DOCUMENT PASSAGE START

PACKS – “Silvertongue” (Toronto, Canada)
RIYL: Hole, Nirvana, Veruca Salt
You can’t get more “emerging artist” than Toronto’s PACKS and its creative force Madeline Link. Despite only having two tracks to PACKS’ name, Link is not a newbie to this, she also is in a band called Triples with her sister which leans towards power-pop, PACKS, however gets grittier and edgier. Hearing either of PACKS’ two new tracks, it’s easy to understand why PACKS is commanding peoples’ attention.
On their latest single, “Silvertongue”, the sound PACKS achieves has a bit of a 90’s slacker rock and grunge vibe. Crunchy guitar chords, an unassuming vocal delivery, and big guitar solos that cut through the track. There’s even a time change to keep listeners on edge, slowing things down and adding to the vibe. The song is about taking the power and identifying what’s meaningful in a relationship. When talking about “Silvertongue”, Link said “Ditch the whiplash of manipulation and decide what YOU want out of love!”
PACKS’ debut record will be a combination of songs written in 2019, while Link lived in urban Toronto mixed with 2020 lockdown tracks recorded while in her family’s home in an Ottawa suburb. That sounds like an interesting dynamic to play out over the course of a record.
Fresh – “Girl Clout” (London, England)
RIYL: Worriers, Nervous Dater, Diet Cig
London punk rockers Fresh have been challenging norms since their first record in 2017. Since then, the band of vocalist/guitarist Kathryn Woods, bassist George Phillips, guitarist Myles McCabe and drummer Daniel Goldberg have been unstoppable. From their powerful 2019 record Withdraw to the band’s more emo sister-project Me Rex, they’ve been an absolute force.
On their latest song, “Girl Clout”, Fresh may make their loudest statement yet. It’s a song Woods wrote in just minutes, the perfect way to capture the frustration she felt in the moment. It calls out women not being taken seriously in music. Whether it’s condescending comments or unwanted advances from men, experiences that are seemingly universal for women in music. Fresh tackle it right out of the gate, with an immediate expression of anger. It also confronts the ingenuous male ally who tries to elevate womens’ voices only to get something in return. It’s all wrapped up in a catchy punk track with fuzzy guitar clocking in under two minutes.
“It’s here for sure and certain
I see it in your eyes
Play shows with us for girl clout
Tell me you’re one of the good guys!”
Joana Serrat – “Pictures” (Vic, Spain)
RIYL: Sharon Van Etten, Katie Von Schleicher, First Aid Kit
Joana Serrat‘s music hits right to the core of the soul. Her style of emotional, introspective folk rock established over the last few years and over three albums have gained her some notable attention. She’s found herself some talented bandmates on her upcoming record, including guitarist Joey McClellan (Midlake), Aaron McClellan (Israel Nash), drummer McKenzie Smith (Sharon Van Etten, St. Vincent), and Jesse Chandler (Mercury Rev).
What’s immediately noticeable on her new single “Pictures”, is the shedding of the folk rock sound that Serrat established so far. There’s so much to this track, synthesizer, some wonderful reverbed guitar, and Serrat’s undeniable voice sounding stronger than ever. What hasn’t changed is Serrat’s impeccable songwriting, “Pictures” is about both internal and external frustration in a relationship. It’s about the realization that perfection is not realistic, and sometimes you have to rip the band-aid right off and not waste time. Guitars cut through everything and intertwine with Serrat’s voice throughout, and the whole thing gets dreamy throughout its choruses. Its closing moments are incredible, reaching some incredible heights with a guitar solo, and some immense instrumentals before it all finally explodes.

DOCUMENT PASSAGE END

▶ WORK ORDER
How would you render this sentence from the music roundup in Spanish: "The song is about taking the power and identifying what’s meaningful in a relationship." The entries have no connection to the music roundup.

SOURCE MATERIAL START

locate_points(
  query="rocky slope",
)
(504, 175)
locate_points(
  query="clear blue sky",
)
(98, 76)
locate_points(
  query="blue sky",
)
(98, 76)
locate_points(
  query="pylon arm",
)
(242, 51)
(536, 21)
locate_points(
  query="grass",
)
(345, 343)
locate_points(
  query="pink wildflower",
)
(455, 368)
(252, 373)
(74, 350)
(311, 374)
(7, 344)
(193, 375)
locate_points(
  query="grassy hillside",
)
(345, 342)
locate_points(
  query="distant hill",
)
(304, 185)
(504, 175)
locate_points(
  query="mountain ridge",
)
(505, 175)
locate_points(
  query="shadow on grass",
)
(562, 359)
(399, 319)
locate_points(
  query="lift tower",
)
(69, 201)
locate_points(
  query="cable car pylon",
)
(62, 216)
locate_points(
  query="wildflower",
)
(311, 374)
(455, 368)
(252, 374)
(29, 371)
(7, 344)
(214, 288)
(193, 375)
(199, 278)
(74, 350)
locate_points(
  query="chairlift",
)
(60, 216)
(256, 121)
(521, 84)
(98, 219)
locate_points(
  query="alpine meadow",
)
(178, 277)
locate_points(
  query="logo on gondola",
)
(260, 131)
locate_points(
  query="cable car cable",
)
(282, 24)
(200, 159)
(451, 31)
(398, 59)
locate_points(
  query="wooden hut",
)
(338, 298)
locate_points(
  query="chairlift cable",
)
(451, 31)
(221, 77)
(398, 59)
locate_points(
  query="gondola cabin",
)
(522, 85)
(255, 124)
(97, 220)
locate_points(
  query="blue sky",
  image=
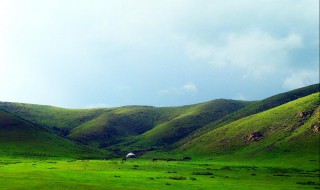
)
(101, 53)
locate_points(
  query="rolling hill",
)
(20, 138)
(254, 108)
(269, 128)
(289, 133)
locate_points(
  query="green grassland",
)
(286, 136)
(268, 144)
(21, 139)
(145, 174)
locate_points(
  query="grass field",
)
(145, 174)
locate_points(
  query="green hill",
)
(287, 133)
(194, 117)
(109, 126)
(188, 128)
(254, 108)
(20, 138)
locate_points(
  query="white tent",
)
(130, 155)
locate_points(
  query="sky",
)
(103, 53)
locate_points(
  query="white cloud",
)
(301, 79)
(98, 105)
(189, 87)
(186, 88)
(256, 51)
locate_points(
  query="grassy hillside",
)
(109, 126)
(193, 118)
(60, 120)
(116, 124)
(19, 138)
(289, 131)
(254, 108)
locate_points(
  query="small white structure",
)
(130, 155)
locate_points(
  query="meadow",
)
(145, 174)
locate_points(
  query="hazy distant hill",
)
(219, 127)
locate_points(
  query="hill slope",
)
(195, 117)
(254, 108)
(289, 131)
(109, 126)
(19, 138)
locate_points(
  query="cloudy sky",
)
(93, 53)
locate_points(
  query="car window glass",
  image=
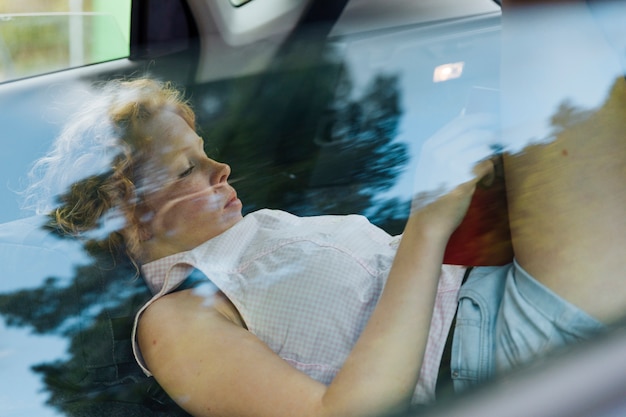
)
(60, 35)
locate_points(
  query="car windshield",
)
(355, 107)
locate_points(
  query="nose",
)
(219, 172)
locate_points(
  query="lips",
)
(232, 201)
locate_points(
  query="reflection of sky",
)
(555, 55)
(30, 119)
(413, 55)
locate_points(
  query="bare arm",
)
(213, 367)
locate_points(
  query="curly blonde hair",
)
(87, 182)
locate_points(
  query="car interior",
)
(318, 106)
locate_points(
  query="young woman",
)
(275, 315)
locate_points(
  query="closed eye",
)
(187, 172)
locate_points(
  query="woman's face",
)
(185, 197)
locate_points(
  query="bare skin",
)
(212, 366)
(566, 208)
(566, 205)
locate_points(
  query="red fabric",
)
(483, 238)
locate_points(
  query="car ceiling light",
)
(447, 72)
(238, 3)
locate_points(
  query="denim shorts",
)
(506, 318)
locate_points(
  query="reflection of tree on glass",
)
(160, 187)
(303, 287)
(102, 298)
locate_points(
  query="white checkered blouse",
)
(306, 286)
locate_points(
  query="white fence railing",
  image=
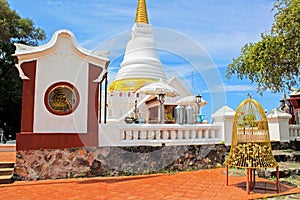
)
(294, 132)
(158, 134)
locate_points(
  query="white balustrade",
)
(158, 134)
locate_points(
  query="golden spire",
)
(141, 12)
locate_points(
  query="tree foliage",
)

SOURCE MATERIAL END
SOURCE MATERIAL START

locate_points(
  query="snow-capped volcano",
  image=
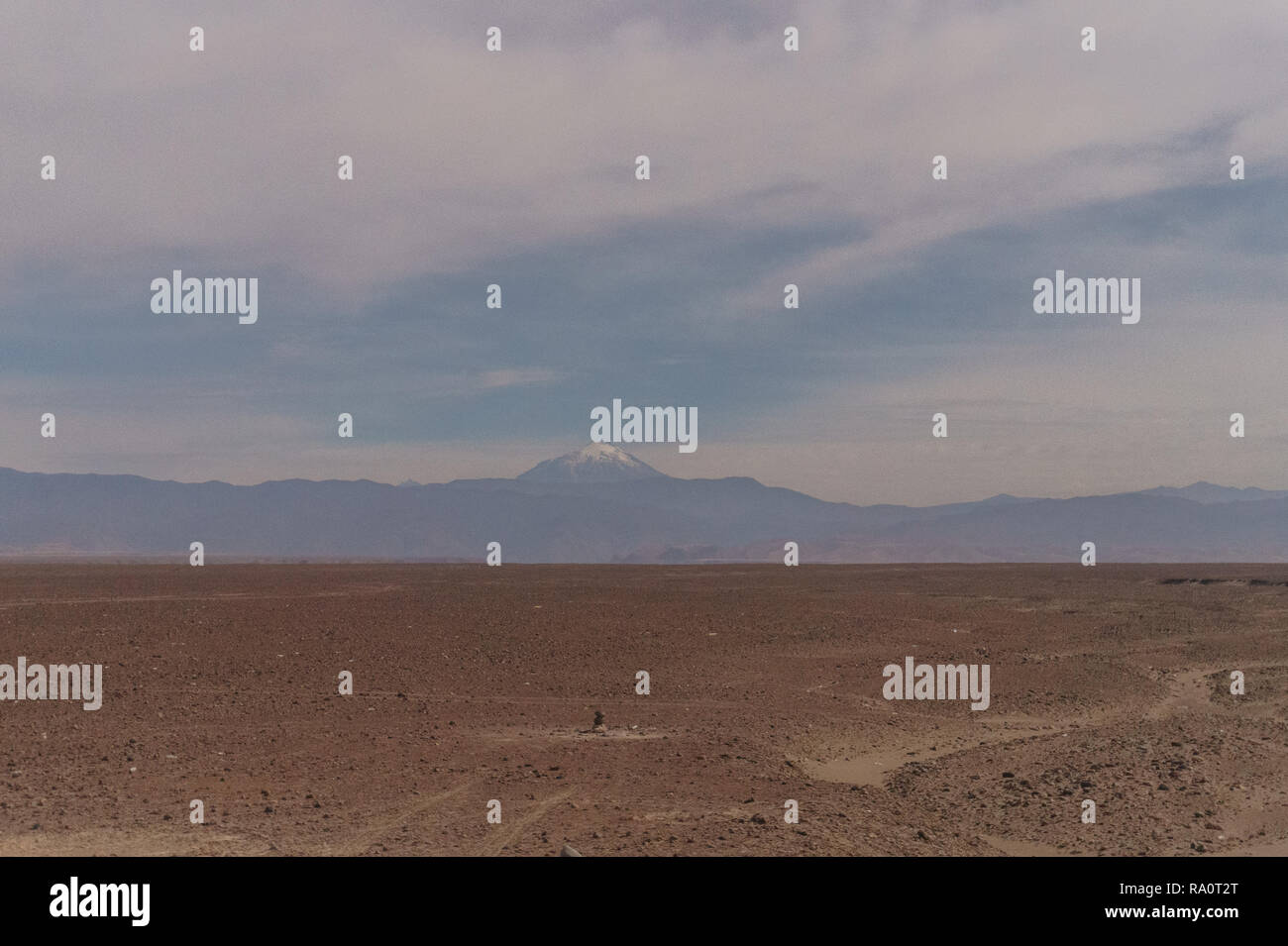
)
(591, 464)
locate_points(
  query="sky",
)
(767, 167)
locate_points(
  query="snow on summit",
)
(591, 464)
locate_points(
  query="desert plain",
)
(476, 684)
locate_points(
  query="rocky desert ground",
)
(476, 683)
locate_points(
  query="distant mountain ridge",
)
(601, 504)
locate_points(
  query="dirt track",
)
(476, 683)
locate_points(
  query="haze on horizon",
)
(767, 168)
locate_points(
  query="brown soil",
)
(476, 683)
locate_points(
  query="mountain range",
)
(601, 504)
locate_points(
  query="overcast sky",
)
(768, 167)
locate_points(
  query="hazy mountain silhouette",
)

SOURCE MATERIAL END

▶ TASK RESPONSE
La canción trata de tomar el poder e identificar lo que es significativo en una relación.